* _Yazılı talimat a_
Aşağıdaki kayıtlarda "plastic" kelimesini içeren bütün satırları belirle ve bu satırları aynen kopyala.

* _Makale_
********

Populer Science dergisinin haberine göre geçtiğimiz yılın sonunda, tarihte ilk defa, dünya nüfusunun yarısından fazlası şehirlerde yaşamaya başladı. Şehre doğru yaşanan bu göç dalgası, önümüzdeki yıllarda da devam edecek gibi görünüyor. Çünkü günümüzde 3.3 milyar insan büyük şehirlerde daha iyi eğitim ve kazanç için yaşam mücadelesi verirken; yapılan tahminlere göre 2030 yılında bu rakam 5 milyar kişiye ulaşacak. Hızlı nüfus artışı ile birlikte şehir merkezlerinde yaşanacak olan bu kaçınılmaz göç dalgası, özellikle Asya ve Afrika kıtasındaki ülkelerde belirgin bir şekilde gözleniyor. Örnek verecek olursak, dünyanın en kalabalık ülkesi Çin’in Dongguan kenti, 20 sene önce orta büyüklükte kabul edilen bir kasabayken bugün 7 milyon nüfusa dayanan büyük kentlerden biri halini aldı.
Nüfus gelişiminde yaşanan bu büyüme doğal olarak pek çok ekolojik sorunu da beraberinde getiriyor. Fakat mantık çerçevesinde bakıldığında birçok olumlu özelliğe ev sahipliği yapan büyük kentlerin çevre düzeni ve sağlık bakımından da insan hayatına katkıda bulunması gerekir. Bu düşünceden yola çıkan çevre mühendisleri, bilim insanları ve tasarımcılar 20 yıl sonra yaşayacağımız şehirlerin nasıl olacağını şimdiden insanoğlu ile paylaşıyor. Emisyon değerinin sıfıra yaklaştığı; katı ve sıvı yakıtların yerini güneş, rüzgar ve hatta su enerjisinin aldığı; toplu taşımacılığın büyük önem kazandığı; insanların yürürken bile enerji ürettiği "geleceğin yeşil kentleri"nde hayat çok daha farklı olacak. Peki, 20 yıl içinde insan ömrüne ömür katacak şekilde yenilenecek bu şehirler nasıl bir görünüme sahip olacak? Asıl önemli soru otomobillerin durumu ne olacak?

********

(Kayıtlı girdiler)
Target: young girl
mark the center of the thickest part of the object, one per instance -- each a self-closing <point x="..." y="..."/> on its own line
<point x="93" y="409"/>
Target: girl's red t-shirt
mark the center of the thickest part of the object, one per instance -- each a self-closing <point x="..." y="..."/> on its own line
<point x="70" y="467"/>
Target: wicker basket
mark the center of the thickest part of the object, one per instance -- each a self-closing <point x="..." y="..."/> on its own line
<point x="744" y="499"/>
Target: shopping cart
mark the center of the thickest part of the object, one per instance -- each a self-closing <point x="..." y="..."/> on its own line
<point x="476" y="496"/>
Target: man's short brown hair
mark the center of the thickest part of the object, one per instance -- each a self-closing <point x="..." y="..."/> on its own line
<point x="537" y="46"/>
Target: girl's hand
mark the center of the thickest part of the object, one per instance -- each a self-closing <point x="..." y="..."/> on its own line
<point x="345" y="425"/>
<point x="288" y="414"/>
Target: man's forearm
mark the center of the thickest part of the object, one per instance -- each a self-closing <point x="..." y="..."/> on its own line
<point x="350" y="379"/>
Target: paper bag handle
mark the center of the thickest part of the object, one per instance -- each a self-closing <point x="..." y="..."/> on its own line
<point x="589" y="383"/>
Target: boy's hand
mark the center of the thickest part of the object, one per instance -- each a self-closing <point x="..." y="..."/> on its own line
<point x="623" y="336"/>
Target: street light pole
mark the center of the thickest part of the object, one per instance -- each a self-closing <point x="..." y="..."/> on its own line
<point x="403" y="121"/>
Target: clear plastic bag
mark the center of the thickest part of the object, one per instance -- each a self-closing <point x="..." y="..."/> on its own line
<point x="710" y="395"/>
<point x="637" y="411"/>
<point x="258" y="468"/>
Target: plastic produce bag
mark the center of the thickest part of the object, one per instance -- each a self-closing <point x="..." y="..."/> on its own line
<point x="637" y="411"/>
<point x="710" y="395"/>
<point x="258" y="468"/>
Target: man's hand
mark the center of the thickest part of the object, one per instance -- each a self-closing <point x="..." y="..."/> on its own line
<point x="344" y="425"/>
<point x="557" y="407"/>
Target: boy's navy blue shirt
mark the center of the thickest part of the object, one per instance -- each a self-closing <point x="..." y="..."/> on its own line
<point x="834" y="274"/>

********

* _Yazılı talimat b_
Yukarıdaki geleceğin şehirleri makalesine göre katı ve sıvı yakıtların yerini hangi enerji kaynakları alacak? Hepsini sırala.

* _Yazılı yanıt a_
Target: clear plastic bag
Target: plastic produce bag

* _Yazılı yanıt b_
Güneş enerjisi, rüzgar enerjisi, su enerjisi